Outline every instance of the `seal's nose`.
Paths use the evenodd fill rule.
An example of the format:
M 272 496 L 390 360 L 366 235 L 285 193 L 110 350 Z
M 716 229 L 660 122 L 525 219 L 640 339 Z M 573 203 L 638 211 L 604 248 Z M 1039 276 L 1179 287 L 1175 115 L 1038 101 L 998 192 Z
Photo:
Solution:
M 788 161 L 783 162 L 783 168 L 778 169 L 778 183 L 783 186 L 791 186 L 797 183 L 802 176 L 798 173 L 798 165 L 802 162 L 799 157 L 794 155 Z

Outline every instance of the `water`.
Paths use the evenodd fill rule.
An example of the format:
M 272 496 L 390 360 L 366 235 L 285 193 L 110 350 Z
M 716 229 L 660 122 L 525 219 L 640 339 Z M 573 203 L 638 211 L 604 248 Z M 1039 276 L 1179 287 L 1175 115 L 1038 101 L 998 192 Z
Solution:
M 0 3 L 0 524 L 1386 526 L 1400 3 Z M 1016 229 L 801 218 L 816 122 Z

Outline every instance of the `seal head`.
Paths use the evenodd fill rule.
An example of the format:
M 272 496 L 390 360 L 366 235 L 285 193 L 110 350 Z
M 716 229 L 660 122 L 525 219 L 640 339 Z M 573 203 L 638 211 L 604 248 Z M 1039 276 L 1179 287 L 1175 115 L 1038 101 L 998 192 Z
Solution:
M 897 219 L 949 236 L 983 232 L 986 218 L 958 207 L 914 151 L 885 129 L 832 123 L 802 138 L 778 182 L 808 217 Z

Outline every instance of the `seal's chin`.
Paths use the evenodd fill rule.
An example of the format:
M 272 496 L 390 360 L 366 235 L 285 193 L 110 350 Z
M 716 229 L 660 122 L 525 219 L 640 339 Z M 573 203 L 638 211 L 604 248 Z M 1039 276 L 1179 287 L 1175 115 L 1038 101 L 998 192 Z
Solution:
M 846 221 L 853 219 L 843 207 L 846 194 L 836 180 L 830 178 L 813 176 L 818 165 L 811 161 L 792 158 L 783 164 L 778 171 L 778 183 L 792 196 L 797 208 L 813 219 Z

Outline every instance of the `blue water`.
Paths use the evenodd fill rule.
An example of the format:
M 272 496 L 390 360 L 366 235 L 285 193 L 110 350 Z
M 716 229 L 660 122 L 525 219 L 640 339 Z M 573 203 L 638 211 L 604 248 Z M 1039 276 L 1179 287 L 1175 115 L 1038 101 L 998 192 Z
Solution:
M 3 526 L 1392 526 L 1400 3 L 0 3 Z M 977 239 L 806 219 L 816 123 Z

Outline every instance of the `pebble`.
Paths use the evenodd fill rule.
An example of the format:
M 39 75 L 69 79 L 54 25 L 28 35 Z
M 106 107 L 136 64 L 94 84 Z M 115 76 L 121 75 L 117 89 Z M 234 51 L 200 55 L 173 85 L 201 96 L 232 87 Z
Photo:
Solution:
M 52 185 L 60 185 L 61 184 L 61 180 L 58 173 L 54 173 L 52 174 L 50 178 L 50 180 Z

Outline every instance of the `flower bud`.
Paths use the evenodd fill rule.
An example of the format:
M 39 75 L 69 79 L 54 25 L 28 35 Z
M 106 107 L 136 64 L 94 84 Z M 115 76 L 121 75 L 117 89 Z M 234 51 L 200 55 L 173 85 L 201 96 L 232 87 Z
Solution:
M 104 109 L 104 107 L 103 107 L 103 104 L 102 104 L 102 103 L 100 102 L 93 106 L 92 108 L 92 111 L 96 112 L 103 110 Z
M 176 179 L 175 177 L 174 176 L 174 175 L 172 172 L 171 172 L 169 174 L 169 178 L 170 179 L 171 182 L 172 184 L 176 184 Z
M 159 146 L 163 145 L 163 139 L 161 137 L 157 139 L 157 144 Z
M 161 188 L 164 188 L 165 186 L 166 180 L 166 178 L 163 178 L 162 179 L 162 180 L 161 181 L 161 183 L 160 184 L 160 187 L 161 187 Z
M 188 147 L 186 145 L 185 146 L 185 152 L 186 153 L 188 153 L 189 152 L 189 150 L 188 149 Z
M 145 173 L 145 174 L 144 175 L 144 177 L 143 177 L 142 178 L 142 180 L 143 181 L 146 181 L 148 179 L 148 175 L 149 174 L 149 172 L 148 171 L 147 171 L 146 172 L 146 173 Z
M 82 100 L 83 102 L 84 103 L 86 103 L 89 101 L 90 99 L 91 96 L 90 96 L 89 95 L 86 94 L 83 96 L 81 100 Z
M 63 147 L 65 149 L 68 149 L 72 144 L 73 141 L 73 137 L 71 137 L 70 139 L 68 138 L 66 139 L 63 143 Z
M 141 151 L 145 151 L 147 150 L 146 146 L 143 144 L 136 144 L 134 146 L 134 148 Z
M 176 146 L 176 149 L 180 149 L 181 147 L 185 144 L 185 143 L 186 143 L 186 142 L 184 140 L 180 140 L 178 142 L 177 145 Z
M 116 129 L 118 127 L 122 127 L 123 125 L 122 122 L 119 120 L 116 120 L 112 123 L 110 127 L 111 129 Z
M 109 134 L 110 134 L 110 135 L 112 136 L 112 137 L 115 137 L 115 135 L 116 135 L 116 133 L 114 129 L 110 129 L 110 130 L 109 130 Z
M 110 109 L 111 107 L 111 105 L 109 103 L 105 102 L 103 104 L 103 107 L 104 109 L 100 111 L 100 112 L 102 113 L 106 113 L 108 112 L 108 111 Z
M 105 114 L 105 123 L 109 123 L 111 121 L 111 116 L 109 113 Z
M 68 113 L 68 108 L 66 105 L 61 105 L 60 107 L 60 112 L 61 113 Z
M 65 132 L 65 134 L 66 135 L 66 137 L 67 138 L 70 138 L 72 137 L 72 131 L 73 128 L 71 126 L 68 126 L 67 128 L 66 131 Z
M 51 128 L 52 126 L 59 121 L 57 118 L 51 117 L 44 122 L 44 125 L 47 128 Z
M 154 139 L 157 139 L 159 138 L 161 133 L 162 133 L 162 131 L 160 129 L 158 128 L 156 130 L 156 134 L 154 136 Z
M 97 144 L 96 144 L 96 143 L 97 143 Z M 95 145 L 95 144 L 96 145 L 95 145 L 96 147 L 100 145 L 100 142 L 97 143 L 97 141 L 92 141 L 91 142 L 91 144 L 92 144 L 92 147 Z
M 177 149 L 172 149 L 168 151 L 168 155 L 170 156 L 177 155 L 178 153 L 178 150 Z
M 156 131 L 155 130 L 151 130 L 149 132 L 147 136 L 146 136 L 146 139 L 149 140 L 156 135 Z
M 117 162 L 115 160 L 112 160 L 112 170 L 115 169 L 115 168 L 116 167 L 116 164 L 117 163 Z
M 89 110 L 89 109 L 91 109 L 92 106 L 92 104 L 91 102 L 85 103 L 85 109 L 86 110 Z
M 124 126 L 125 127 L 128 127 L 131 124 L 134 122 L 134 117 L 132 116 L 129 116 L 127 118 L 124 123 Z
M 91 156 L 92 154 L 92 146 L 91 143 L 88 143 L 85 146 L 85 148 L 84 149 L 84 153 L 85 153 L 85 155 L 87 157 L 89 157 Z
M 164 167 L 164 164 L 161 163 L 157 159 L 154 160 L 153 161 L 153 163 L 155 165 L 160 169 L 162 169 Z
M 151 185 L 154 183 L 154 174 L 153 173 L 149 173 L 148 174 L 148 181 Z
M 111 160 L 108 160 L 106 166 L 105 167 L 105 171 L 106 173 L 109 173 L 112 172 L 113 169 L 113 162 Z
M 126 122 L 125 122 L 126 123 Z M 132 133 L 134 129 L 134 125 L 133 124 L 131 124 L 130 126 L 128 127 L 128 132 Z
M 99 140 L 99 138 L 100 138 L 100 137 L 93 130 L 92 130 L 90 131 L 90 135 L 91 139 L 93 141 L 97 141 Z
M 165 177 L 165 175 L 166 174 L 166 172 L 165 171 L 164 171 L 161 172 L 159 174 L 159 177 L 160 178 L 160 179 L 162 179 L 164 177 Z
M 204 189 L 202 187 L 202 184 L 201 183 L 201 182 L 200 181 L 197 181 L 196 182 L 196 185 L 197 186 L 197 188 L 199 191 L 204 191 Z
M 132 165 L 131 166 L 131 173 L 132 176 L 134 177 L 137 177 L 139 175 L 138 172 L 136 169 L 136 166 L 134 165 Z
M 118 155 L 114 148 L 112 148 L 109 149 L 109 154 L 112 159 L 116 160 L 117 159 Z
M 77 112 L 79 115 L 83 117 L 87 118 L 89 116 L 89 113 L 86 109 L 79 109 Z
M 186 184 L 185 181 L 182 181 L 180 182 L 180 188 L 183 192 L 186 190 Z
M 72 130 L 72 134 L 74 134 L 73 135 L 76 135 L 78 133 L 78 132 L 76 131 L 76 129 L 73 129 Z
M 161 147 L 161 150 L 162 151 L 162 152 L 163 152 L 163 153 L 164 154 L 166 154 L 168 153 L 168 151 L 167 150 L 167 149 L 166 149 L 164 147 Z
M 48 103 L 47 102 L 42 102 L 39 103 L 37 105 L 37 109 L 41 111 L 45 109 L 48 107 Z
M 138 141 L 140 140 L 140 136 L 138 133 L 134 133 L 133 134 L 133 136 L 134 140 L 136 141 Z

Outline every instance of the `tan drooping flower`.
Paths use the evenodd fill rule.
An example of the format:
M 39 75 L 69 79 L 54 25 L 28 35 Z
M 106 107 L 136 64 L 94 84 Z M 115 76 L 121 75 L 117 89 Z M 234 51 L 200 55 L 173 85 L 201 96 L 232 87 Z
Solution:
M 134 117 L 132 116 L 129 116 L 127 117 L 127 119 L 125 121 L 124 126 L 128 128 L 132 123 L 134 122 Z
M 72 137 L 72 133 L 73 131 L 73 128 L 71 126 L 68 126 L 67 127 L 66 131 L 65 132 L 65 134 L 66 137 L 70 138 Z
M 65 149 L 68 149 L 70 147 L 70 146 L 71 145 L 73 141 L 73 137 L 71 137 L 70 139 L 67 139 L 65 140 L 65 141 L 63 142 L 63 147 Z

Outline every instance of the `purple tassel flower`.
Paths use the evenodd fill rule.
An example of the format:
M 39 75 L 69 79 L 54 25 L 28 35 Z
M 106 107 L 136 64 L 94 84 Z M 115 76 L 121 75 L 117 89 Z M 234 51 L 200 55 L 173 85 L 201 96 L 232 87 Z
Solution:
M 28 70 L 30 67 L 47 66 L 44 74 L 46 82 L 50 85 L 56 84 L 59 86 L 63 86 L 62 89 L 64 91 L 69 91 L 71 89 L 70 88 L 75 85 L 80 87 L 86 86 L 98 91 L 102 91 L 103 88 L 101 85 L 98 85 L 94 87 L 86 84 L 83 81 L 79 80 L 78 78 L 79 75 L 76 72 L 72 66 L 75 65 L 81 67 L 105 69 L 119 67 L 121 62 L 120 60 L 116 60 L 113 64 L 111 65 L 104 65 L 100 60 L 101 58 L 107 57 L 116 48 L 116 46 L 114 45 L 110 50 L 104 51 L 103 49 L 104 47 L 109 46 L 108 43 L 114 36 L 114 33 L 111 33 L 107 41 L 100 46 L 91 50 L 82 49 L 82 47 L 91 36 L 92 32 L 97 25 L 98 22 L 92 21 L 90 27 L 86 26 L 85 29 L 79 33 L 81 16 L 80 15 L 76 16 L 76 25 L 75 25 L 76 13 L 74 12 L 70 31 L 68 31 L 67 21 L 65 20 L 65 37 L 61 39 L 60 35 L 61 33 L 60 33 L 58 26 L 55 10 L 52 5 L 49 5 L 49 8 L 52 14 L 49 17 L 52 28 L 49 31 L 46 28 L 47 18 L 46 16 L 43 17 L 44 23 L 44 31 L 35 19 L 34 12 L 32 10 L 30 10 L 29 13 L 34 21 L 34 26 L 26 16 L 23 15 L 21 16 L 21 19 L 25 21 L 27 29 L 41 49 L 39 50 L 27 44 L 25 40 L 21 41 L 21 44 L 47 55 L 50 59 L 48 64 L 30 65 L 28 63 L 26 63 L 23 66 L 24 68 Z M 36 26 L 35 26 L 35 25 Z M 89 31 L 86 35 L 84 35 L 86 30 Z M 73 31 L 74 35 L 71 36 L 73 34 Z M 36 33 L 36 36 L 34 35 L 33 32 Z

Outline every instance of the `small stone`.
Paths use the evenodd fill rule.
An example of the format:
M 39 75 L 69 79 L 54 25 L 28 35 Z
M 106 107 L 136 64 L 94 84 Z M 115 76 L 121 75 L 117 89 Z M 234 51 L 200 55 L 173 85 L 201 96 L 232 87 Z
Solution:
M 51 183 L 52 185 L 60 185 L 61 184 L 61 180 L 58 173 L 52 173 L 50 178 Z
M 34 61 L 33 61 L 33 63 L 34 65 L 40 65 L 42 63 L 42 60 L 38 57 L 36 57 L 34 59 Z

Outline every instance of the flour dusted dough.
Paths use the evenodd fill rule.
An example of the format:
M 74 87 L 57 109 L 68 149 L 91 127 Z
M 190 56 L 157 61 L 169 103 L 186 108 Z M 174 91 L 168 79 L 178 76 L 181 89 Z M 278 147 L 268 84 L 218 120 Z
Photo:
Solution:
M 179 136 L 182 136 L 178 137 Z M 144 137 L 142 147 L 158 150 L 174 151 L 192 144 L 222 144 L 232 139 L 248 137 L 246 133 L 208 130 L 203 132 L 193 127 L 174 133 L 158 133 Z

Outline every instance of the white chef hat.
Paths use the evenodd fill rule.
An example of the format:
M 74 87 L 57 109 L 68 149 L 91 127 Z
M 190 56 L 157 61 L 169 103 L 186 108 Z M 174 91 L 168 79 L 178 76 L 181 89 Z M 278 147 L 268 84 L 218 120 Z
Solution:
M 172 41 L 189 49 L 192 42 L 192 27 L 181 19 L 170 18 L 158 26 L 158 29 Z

__________

#### [WHAT IS ASKED]
Rename "Solution" to "Answer" in the lines running from the one containing "Outline every instance of the flour" through the end of the entries, inclusive, and reproduce only those lines with nothing else altered.

#### [TASK ANSWER]
Outline every instance of the flour dusted dough.
Paths use the evenodd fill rule.
An example of the format:
M 74 87 L 57 109 L 68 149 L 91 127 Z
M 190 56 L 157 61 L 169 103 L 186 108 Z M 174 91 L 168 79 L 178 76 L 181 89 Z M 278 147 L 268 84 L 218 120 Z
Photo:
Answer:
M 179 136 L 182 136 L 178 137 Z M 144 137 L 142 147 L 158 150 L 174 151 L 192 144 L 222 144 L 232 139 L 248 137 L 246 133 L 208 130 L 203 132 L 193 127 L 174 133 L 158 133 Z

Outline every instance of the white chef hat.
Paths use the evenodd fill rule.
An example of the format:
M 74 87 L 57 109 L 68 149 L 91 127 Z
M 190 56 L 157 61 L 169 103 L 186 108 Z M 174 91 L 168 79 L 178 76 L 181 89 Z M 278 147 L 268 84 L 218 120 Z
Answer:
M 172 41 L 189 49 L 192 42 L 192 27 L 181 19 L 170 18 L 158 26 L 158 29 Z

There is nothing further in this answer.